[Yang Harus Dikerjakan]
a) Tuliskan kembali bagian kutipan tentang rencana pernikahan Susi, dimulai dengan "Pihak keluarga Susi sudah" dan berlanjut sampai "kepuasan nafsunya saja.". Ganti nama "Ruli" menjadi "Rudi" di dalamnya.
b) Teruskan kutipan tentang rencana pernikahan Susi mulai dari kalimat terakhirnya.

___ Kutipan Teks

Keputusan sudah bulat-bulat diputuskan, demi menghindari gunjingan dari tetangga jika suatu hari Susi hamil, pihak keluarga Susi meminta pertanggung jawaban agar anak mereka dinikahkan saja. Dengan permintaan pernikahan itu dilakukan sewajarnya. Keluarga Susi ingin diadakan pesta pernikahan selayaknya orang yang berbahagia menyambut pernikahan.

 Pihak keluarga Susi sudah mempertimbangkan segala resiko yang akan mereka terima, menikahkan Susi dan Ruli telah dipilih sebagai jalan keluarnya. Termasuk menimbang bahwa masa depan Susi untuk melanjutkan sekolahnya sudah tertutup, tiga tahun bukan merupakan waktu yang singkat, segala pengorbanan orangtua untuk menyekolahkan Susi harus dibayar perih dengan kejadian ini.

            Tanpa pikir panjang pihak keluarga Ruli menyetujui keputusan itu, walau Ruli menerimanya dengan berat hati. Ruli mengaku bahwa sebenarnya ia tidak mencintai Susi, ia melakukan hal keji itu hanya untuk kepuasan nafsunya saja.

            Setelah persetujuan yang diadakan malam hari itu, dua hari kemudian Ibu Ruli bertandang ke rumah Susi dengan berita yang membuat keluarga Susi terhenyak. Ibu Ruli meminta maaf tidak bisa menyanggupi permintaan untuk mengadakan pesta pernikahan yang mewah. “Jika mau dinikahkan saya setuju, tapi maaf tidak bisa memberi biaya untuk pesta, kalau hanya untuk mas kawin saya sanggup”, ucapnya siang itu.

            Dua sisi yang membuat keluarga itu kembali di rundung kebingungan. Di satu sisi mereka ingin anaknya Susi mendapatkan kebahagiaan pesta pernikahan layaknya orang lain. Namun di satu sisi, apapun kondisinya mereka harus segera menikahkan Susi, karena bagi mereka tidak ada pilihan lain. Jika kasus ini harus di laporkan ke pihak yang berwajib, keluarga Susi takut masalahnya tambah panjang, dan berbelit-belit, apalagi kalau tetangga mereka tahu kejadian yang menimpa anak mereka, anak mereka yang diperkosa oleh empat orang laki-laki.

______
___ Daftar Materi

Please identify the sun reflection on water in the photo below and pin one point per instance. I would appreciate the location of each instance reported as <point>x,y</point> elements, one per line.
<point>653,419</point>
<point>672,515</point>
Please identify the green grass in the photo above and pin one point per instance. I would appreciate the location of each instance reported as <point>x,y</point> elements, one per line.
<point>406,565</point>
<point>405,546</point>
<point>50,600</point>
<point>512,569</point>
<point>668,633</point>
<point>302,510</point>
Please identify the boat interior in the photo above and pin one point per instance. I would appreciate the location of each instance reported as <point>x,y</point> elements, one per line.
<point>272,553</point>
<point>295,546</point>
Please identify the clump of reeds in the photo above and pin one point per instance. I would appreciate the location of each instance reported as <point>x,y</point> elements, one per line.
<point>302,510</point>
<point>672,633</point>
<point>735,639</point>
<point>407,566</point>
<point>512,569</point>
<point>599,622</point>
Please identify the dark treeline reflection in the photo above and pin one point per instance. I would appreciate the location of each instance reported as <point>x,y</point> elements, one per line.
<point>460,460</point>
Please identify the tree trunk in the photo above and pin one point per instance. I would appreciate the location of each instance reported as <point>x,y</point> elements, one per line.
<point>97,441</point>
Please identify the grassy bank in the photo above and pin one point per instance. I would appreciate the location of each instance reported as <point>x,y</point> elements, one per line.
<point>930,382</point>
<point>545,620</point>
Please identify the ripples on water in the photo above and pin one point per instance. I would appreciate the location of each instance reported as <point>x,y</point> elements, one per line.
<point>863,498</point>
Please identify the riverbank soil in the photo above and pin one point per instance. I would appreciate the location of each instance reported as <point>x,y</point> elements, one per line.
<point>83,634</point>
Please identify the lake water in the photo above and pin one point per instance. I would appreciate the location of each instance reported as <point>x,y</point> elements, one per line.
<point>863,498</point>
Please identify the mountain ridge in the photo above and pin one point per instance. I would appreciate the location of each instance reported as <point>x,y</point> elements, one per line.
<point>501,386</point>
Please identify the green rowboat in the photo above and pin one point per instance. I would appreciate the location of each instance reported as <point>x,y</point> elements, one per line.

______

[Hasil Latihan]
a)
Pihak keluarga Susi sudah mempertimbangkan segala resiko yang akan mereka terima, menikahkan Susi dan Rudi telah dipilih sebagai jalan keluarnya. Termasuk menimbang bahwa masa depan Susi untuk melanjutkan sekolahnya sudah tertutup, tiga tahun bukan merupakan waktu yang singkat, segala pengorbanan orangtua untuk menyekolahkan Susi harus dibayar perih dengan kejadian ini.

            Tanpa pikir panjang pihak keluarga Rudi menyetujui keputusan itu, walau Rudi menerimanya dengan berat hati. Rudi mengaku bahwa sebenarnya ia tidak mencintai Susi, ia melakukan hal keji itu hanya untuk kepuasan nafsunya saja.

b)
Tanggal pernikahan yang sebelumnya sudah ditetapkan, akhirnya harus mereka undur karena adanya berita dari Ibu Ruli hari itu. Beberapa hari berlalu, keputusan yang penuh dengan pertimbangan akhirnya dibulatkan kuat-kuat. Susi tetap harus dinikahkan dengan Ruli bagaimana pun kondisinya, sekalipun hanya prosesi ijab kabul saja, yang terpenting mereka syah dinikahkan. Persiapan dilakukan oleh pihak keluarga Susi dengan alakadarnya.

Di pagi yang tak begitu cerah, 14 November 2011, Susi mengawali pagi itu dengan beribu kegelisahan. Ia harus mengubur semua mimpi-mimpinya di pagi itu, tampak kesedihan yang dalam menyelimuti wajahnya, padahal pagi itu ia di dandani bak permaisuri. Tetes-tetes airmata pun tak dapat ia bendung lagi ketika hampir tiba detik-detik menjelang datangnya sang mempelai pria.

            Memang jauh dari perkiraan, Ruli sang mempelai pria datang didampingi Ayah dan beberapa saudara-saudaranya, namun tak nampak Ibunya ikut mendampingi. Ruli datang dengan penampilan yang seadanya, ia hanya memakai jaket, celana jeans dan sendal jepit, dengan muka yang acak-acakan. Tentu saja hal itu semakin membuat Susi kecewa dan ia semakin menahan lukanya.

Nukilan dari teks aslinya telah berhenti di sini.